Write out the stretch of items from the start through the line containing "47), (199, 44)]", leaving the pictures out of your answer.

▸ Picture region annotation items
☆ ☆ ☆

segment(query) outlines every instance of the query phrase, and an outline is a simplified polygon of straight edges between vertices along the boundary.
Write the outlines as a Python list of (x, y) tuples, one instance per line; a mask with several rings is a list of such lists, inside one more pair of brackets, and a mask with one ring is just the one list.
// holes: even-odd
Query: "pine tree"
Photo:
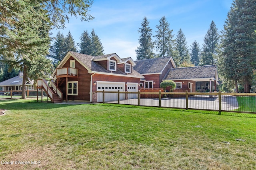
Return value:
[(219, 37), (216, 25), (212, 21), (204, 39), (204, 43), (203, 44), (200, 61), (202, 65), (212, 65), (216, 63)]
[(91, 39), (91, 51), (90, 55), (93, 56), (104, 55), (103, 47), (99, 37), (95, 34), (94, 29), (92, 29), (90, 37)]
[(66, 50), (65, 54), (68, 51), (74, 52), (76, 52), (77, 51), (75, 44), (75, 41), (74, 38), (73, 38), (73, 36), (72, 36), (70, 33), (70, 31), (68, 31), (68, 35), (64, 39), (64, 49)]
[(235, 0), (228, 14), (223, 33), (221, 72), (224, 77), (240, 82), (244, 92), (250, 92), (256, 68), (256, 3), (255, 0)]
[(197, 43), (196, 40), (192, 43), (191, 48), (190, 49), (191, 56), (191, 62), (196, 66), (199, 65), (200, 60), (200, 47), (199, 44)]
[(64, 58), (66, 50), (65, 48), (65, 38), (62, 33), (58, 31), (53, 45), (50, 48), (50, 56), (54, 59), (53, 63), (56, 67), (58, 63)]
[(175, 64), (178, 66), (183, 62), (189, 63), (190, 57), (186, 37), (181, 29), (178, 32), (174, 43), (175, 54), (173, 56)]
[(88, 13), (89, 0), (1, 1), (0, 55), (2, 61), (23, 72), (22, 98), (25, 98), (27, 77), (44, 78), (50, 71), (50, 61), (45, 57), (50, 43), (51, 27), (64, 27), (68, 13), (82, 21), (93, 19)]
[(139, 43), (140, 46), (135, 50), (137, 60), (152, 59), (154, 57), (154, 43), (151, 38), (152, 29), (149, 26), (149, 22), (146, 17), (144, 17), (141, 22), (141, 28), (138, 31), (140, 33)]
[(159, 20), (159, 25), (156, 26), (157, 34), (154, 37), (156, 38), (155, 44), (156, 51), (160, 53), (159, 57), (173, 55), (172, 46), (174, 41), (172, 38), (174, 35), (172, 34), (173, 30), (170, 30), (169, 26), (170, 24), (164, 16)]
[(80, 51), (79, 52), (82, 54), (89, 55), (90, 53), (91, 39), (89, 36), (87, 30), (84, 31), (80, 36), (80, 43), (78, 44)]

☆ ☆ ☆

▸ Response to the exercise
segment(query) outlines every instance of the query phrase, and an outline is a simplified polygon of straight edges between vertices along the boundary.
Write the outlines as a Python list of (x, y) tuples, one instance per line; a mask with several rings is a list of such lists, inside one more pair of brackets, and a mask with one ring is just the one list.
// holes: even-odd
Query: "pine tree"
Photo:
Return value:
[(219, 37), (216, 25), (212, 21), (204, 39), (204, 43), (203, 44), (200, 61), (202, 65), (212, 65), (216, 63)]
[(91, 39), (91, 51), (90, 55), (93, 56), (104, 55), (103, 47), (99, 37), (95, 34), (94, 29), (92, 29), (90, 37)]
[(66, 50), (65, 54), (68, 51), (74, 52), (76, 52), (77, 51), (75, 44), (75, 41), (74, 38), (73, 38), (73, 36), (72, 36), (70, 33), (70, 31), (68, 31), (68, 35), (64, 39), (64, 49)]
[(235, 0), (228, 14), (223, 33), (221, 72), (224, 77), (240, 82), (244, 92), (250, 92), (256, 68), (256, 3), (255, 0)]
[(197, 43), (196, 40), (192, 43), (191, 48), (190, 49), (191, 56), (191, 62), (196, 66), (199, 65), (200, 60), (200, 47), (199, 44)]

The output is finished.